## WHAT TO WORK ON
a: What size does the pandas question give for the real data set?
b: Pick up the pandas question after its last line and write what comes next.

## PROVIDED TEXT
<<<<

Problem:
Given a large data set (3 million rows x 6 columns) what's the fastest way to join values of columns in a single pandas data frame, based on the rows where the mask is true?
My current solution:
import pandas as pd
import numpy as np
# Note: Real data will be 3 millon rows X 6 columns,
df = pd.DataFrame({'time': ['0', '1', '2', '3'],
'msg': ['msg0', 'msg1', 'msg0', 'msg2'],
'd0': ['a', 'x', 'a', '1'],
'd1': ['b', 'x', 'b', '2'],
'd2': ['c', 'x', np.nan, '3']})
#print(df)
msg_text_filter = ['msg0', 'msg2']
columns = df.columns.drop(df.columns[:3])
column_join = ["d0"]
mask = df['msg'].isin(msg_text_filter)
df.replace(np.nan,'',inplace=True)

>>>>

Data extracted from a collection

<<<<

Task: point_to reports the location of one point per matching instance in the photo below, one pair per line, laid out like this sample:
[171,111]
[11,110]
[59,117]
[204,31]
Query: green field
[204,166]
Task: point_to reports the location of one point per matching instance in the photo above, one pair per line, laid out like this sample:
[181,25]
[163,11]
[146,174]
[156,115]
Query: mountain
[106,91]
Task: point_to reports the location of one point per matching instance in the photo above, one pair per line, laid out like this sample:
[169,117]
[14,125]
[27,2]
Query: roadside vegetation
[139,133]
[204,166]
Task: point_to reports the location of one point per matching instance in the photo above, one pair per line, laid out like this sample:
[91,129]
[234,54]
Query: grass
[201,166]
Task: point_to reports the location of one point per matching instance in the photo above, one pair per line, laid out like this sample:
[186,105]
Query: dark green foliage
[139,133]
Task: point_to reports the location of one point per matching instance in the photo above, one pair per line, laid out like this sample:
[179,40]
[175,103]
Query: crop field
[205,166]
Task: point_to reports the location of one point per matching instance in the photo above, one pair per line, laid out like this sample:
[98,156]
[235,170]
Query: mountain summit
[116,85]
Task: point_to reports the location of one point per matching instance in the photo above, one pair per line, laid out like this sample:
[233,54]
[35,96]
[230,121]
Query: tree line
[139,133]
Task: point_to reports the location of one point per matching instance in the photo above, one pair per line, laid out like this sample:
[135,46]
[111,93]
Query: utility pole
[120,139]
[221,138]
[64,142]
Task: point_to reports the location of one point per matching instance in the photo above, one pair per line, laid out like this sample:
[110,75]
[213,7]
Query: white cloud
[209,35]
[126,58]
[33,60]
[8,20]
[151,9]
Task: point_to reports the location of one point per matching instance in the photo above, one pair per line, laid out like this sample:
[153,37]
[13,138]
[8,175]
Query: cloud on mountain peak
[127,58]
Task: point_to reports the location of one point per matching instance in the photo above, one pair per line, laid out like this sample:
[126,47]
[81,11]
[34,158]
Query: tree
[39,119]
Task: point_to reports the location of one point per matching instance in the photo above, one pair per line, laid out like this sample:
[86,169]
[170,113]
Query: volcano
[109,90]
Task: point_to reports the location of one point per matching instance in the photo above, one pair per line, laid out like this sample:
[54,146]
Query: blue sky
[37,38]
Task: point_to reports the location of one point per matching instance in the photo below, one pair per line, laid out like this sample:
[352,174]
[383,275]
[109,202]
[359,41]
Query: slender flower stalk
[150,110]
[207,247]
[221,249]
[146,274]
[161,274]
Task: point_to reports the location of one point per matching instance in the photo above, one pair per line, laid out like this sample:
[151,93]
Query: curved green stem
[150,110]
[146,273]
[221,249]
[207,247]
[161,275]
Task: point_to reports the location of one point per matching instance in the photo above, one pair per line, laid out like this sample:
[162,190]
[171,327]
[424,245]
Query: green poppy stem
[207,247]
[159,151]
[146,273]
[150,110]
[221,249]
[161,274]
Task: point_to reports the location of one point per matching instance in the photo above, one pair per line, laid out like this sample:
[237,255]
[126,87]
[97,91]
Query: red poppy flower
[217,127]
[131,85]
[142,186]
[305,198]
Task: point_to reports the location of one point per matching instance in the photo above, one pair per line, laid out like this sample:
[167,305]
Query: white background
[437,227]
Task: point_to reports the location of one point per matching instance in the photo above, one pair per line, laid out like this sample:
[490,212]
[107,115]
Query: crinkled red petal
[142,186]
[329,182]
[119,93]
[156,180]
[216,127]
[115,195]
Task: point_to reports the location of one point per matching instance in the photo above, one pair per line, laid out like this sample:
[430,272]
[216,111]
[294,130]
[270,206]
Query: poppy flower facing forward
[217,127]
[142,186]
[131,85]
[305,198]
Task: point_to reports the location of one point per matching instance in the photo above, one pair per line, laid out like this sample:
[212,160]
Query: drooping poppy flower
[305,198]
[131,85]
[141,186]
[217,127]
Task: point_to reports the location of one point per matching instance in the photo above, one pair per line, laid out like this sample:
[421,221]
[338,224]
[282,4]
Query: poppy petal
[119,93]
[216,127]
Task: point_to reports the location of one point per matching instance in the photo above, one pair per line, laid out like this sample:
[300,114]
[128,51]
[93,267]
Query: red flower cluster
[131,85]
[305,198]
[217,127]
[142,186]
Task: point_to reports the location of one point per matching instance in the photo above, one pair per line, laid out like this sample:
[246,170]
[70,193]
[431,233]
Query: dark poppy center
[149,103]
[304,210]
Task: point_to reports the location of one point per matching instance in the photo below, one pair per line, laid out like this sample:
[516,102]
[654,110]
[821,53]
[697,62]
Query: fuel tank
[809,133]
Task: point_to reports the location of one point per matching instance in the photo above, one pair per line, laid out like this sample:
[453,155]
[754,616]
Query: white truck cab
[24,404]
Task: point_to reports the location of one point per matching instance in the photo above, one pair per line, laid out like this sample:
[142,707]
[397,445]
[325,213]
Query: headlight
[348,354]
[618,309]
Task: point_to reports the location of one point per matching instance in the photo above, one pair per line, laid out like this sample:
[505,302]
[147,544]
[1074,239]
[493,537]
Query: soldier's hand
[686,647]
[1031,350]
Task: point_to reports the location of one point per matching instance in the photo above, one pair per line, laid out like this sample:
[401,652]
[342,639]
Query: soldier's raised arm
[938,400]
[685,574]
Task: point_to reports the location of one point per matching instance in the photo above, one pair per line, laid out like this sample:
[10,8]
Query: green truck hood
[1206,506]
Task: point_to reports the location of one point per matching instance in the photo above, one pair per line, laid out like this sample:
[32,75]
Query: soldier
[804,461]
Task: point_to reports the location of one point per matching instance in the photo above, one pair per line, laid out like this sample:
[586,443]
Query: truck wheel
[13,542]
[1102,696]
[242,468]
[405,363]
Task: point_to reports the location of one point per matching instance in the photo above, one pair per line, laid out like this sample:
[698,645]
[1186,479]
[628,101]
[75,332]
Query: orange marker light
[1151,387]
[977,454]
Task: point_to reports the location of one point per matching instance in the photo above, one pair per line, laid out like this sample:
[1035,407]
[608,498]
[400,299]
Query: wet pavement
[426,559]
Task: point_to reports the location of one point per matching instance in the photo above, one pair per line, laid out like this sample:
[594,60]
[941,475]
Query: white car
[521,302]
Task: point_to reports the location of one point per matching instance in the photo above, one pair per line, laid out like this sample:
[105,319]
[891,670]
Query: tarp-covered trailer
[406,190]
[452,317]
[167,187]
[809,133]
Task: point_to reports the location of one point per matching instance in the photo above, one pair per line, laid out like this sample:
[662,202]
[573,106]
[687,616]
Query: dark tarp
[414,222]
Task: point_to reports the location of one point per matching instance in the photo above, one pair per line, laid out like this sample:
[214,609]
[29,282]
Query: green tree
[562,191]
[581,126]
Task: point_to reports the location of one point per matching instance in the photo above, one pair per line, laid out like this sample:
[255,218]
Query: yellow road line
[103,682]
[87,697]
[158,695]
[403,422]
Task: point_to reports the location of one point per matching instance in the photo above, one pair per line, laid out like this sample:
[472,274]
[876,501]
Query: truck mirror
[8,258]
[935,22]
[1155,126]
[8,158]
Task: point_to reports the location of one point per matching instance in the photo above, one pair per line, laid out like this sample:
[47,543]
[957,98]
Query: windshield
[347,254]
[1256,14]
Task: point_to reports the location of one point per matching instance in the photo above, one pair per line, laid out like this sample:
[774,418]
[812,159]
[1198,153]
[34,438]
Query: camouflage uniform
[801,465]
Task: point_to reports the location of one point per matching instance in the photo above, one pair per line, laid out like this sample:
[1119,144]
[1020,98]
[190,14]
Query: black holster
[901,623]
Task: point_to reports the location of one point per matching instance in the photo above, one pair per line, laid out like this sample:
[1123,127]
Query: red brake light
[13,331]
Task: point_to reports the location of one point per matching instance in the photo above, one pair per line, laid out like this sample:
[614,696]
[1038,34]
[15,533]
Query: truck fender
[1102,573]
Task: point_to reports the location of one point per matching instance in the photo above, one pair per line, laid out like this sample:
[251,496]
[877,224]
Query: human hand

>>>>

## EXPECTED OUTPUTS
a: 3 million rows by 6 columns.

b:
# THIS IS SLOW, HOW TO SPEED UP?
df['d0'] = np.where(
mask,
df[['d0','d1','d2']].agg(''.join, axis=1),
df['d0']
)
df.loc[mask, columns] = np.nan
print(df)
IMHO you can save a lot of time by using
df[['d0', 'd1', 'd2']].sum(axis=1)
instead of
df[['d0', 'd1', 'd2']].agg(''.join, axis=1)
And I think instead of using np.where
you could just do:
df.loc[mask, 'd0'] = df.loc[mask, ['d0', 'd1', 'd2']].sum(axis=1)